**Short exercise**
Rewrite all of the data below with "with a single point" replaced by "with one point" and nothing else changed. Leave the pictures out of your answer.

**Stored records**
----------

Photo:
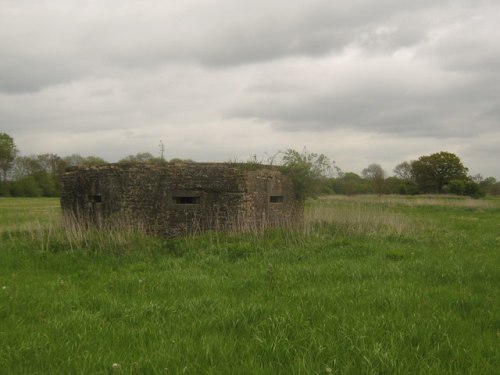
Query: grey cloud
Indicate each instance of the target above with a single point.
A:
(47, 44)
(454, 112)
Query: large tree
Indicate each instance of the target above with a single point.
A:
(8, 152)
(433, 172)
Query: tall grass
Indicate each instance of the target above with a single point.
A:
(366, 287)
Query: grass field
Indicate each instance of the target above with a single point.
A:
(372, 285)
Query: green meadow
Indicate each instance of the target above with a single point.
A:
(370, 285)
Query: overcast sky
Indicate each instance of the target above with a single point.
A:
(362, 81)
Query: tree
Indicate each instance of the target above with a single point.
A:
(308, 171)
(349, 183)
(376, 174)
(8, 152)
(433, 172)
(404, 171)
(77, 160)
(142, 157)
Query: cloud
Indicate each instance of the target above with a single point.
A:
(226, 78)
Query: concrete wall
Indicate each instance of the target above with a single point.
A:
(179, 199)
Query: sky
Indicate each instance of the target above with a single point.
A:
(360, 81)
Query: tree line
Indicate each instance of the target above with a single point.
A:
(313, 174)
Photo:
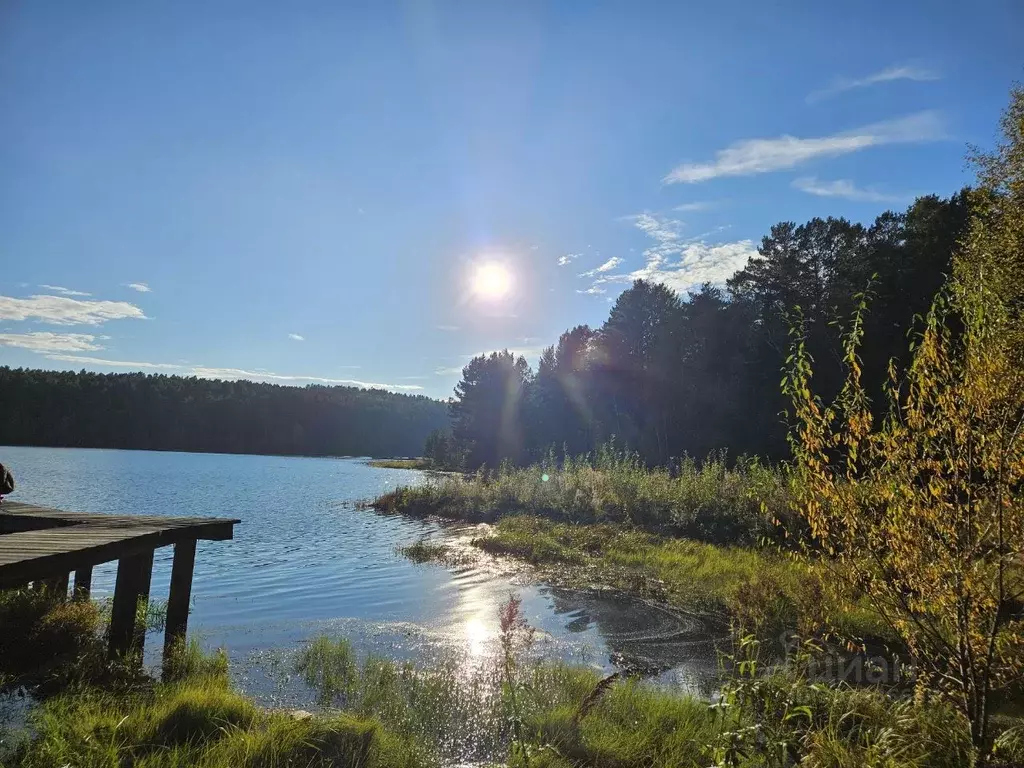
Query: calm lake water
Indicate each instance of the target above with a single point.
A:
(305, 561)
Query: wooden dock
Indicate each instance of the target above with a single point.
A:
(44, 546)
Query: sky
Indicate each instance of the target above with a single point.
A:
(372, 193)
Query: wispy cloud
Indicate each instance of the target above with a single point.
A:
(90, 360)
(519, 351)
(897, 72)
(607, 266)
(230, 374)
(681, 263)
(698, 263)
(448, 371)
(843, 188)
(695, 206)
(766, 155)
(44, 341)
(62, 310)
(64, 291)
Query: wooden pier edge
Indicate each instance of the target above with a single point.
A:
(43, 546)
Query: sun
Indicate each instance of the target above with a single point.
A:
(492, 281)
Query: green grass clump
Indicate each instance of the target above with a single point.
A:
(202, 722)
(712, 502)
(42, 632)
(765, 591)
(400, 463)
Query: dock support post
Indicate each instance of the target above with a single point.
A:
(83, 583)
(134, 574)
(56, 586)
(176, 625)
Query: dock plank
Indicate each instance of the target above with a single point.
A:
(38, 542)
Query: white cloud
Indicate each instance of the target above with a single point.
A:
(607, 266)
(227, 373)
(682, 264)
(65, 291)
(61, 310)
(525, 351)
(87, 359)
(44, 341)
(898, 72)
(754, 156)
(698, 263)
(842, 188)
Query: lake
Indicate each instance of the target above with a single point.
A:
(306, 561)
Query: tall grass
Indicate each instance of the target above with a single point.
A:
(710, 502)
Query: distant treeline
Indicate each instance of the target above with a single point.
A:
(172, 413)
(668, 376)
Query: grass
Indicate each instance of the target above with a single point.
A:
(385, 714)
(712, 502)
(400, 463)
(396, 715)
(202, 722)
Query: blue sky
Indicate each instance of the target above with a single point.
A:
(303, 192)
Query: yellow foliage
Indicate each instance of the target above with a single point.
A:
(924, 505)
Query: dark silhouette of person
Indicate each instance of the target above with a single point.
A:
(6, 481)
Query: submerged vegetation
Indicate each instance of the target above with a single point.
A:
(510, 709)
(711, 502)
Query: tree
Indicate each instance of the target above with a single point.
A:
(559, 416)
(924, 506)
(172, 413)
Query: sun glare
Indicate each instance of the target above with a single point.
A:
(492, 281)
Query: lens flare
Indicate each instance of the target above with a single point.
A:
(492, 281)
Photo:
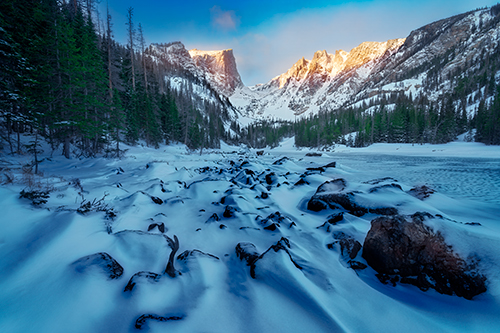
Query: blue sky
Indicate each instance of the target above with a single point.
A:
(268, 37)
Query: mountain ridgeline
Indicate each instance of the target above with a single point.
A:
(64, 79)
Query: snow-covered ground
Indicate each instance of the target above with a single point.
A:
(48, 282)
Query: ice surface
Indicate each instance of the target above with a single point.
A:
(40, 290)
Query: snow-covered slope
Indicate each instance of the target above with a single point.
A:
(219, 68)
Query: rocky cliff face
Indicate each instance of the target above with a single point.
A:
(423, 63)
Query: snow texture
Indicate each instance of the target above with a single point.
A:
(245, 253)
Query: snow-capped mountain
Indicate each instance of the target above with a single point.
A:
(219, 68)
(205, 76)
(430, 61)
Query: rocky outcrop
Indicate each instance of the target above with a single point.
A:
(142, 320)
(421, 192)
(404, 249)
(220, 69)
(140, 277)
(332, 194)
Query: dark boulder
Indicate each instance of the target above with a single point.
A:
(142, 320)
(229, 212)
(349, 247)
(195, 253)
(160, 226)
(157, 200)
(405, 249)
(280, 161)
(102, 262)
(381, 180)
(385, 187)
(301, 181)
(246, 177)
(271, 178)
(247, 252)
(282, 245)
(331, 194)
(330, 165)
(213, 218)
(332, 220)
(274, 221)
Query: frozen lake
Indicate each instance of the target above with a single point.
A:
(475, 179)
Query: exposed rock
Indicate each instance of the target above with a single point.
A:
(349, 247)
(356, 265)
(282, 245)
(157, 200)
(213, 218)
(335, 218)
(331, 195)
(229, 212)
(336, 185)
(280, 161)
(174, 244)
(142, 320)
(160, 226)
(271, 178)
(381, 180)
(421, 192)
(401, 248)
(301, 181)
(141, 276)
(247, 252)
(384, 187)
(330, 165)
(184, 255)
(103, 262)
(332, 220)
(314, 170)
(274, 221)
(245, 177)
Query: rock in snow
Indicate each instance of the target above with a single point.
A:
(404, 248)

----------

**Result of the exercise**
Photo:
Query: grey cloud
Indicate each instance of the target above with one point.
A:
(47, 44)
(454, 112)
Query: large tree
Indicate each instance of the target above with one point.
A:
(8, 152)
(433, 172)
Query: tall grass
Indicate each instance of the target above with one point.
A:
(366, 287)
Query: grass field
Indicate each instance of the target above with one point.
A:
(372, 285)
Query: green meadow
Indicate each instance of the target above with one point.
A:
(370, 285)
Query: overcast sky
Indicate each instance of the target above with one point.
A:
(362, 81)
Query: tree
Indicate each instance of the target above with one point.
A:
(308, 171)
(349, 183)
(376, 174)
(8, 152)
(433, 172)
(404, 171)
(77, 160)
(142, 157)
Query: cloud
Indicate each instance of the target above with one point.
A:
(226, 78)
Query: concrete wall
Indicate each instance of the target above with one point.
A:
(179, 199)
Query: sky
Indicate each instance of the target above with one point.
A:
(360, 81)
Query: tree line
Indicate each instance of the target above with one point.
A:
(313, 174)
Photo:
Query: calm lake water
Indicate each instance of the target above with one point.
A:
(305, 561)
Query: wooden dock
Indicate each instance of the target above with one point.
A:
(44, 546)
Query: sky
Indicate each instance of the target above with one point.
A:
(372, 193)
Query: wispy cloud
Indicate each instance of the target above with one point.
A:
(90, 360)
(519, 351)
(897, 72)
(607, 266)
(230, 374)
(681, 263)
(698, 263)
(448, 371)
(843, 188)
(695, 206)
(766, 155)
(44, 341)
(62, 310)
(64, 291)
Query: wooden pier edge
Indicate each instance of the target above with one point.
A:
(43, 546)
Query: sun
Indicate each instance of the target above with one point.
A:
(492, 281)
Query: green grass clump
Indicate each instance of the target above with one point.
A:
(202, 722)
(712, 502)
(42, 632)
(765, 591)
(400, 463)
Query: dock support post
Indicate each instance of the target above with one point.
A:
(83, 583)
(134, 574)
(56, 586)
(176, 625)
Query: dock plank
Indicate each instance of the target above with one point.
A:
(38, 542)
Query: white cloud
Indicate each instance of the target above with one point.
A:
(607, 266)
(227, 373)
(682, 264)
(65, 291)
(61, 310)
(525, 351)
(87, 359)
(44, 341)
(898, 72)
(754, 156)
(698, 263)
(842, 188)
Query: lake
Indicate each instance of the target above with one point.
A:
(306, 561)
Query: tall grass
Indicate each instance of the target above with one point.
A:
(710, 502)
Query: distant treeline
Indicate each instance of the target above with one point.
A:
(172, 413)
(668, 376)
Query: grass
Indicate each instance of the target above with one point.
A:
(385, 714)
(712, 502)
(400, 463)
(396, 715)
(202, 722)
Query: blue sky
Indicate each instance of the target above with one point.
A:
(303, 192)
Query: yellow foliage
Indicate each instance of the target above with one point.
A:
(924, 505)
Query: dark silhouette of person
Indicate each instance of the target above with one point.
A:
(6, 481)
Query: submerged vegetation
Indicate each instance of the target above with one point.
A:
(510, 709)
(711, 502)
Query: tree
Indicate each instance of the target above with one point.
A:
(559, 416)
(924, 506)
(172, 413)
Query: sun glare
Indicate each instance of the target above with one point.
A:
(492, 281)
Query: lens flare
Indicate each instance of the target above with one point.
A:
(492, 281)
Photo:
Query: blue sky
Indicate each instance of the target above with one point.
A:
(268, 37)
Query: mountain ridgeline
Indicate each instance of the target above with one point.
A:
(64, 79)
Query: snow-covered ground
Indicate each instance of the target above with one point.
A:
(48, 282)
Query: ice surface
Indicate each instance of the target above with one point.
A:
(40, 290)
Query: snow-covered slope
Indicate each instance of the target above with one point.
A:
(219, 68)
Query: rocky cliff face
Indicate each instance of the target above with one point.
A:
(423, 63)
Query: snow texture
Indicate each instance of the target above with one point.
A:
(245, 253)
Query: snow-capped mountain
Indicate each instance of the target above with one point.
A:
(219, 68)
(205, 76)
(430, 61)
Query: rocky outcrop
Indicate each instance of the target above with one point.
A:
(142, 320)
(421, 192)
(404, 249)
(220, 69)
(140, 277)
(332, 194)
Query: dark boulder
Indicate each instance of the target above with one point.
A:
(142, 320)
(229, 212)
(349, 247)
(195, 253)
(160, 226)
(157, 200)
(405, 249)
(280, 161)
(102, 262)
(381, 180)
(385, 187)
(301, 181)
(246, 177)
(271, 178)
(247, 252)
(282, 245)
(331, 194)
(330, 165)
(213, 218)
(332, 220)
(274, 221)
Query: frozen lake
Indicate each instance of the target above with one point.
A:
(475, 179)
Query: exposed rock
Indicate each instance of the target above with one point.
A:
(349, 247)
(356, 265)
(282, 245)
(157, 200)
(213, 218)
(335, 218)
(331, 195)
(229, 212)
(336, 185)
(280, 161)
(174, 244)
(142, 320)
(160, 226)
(271, 178)
(381, 180)
(421, 192)
(401, 248)
(301, 181)
(141, 276)
(247, 252)
(384, 187)
(330, 165)
(184, 255)
(103, 262)
(332, 220)
(314, 170)
(274, 221)
(245, 177)
Query: rock in snow
Indicate each instance of the target above with one point.
A:
(404, 248)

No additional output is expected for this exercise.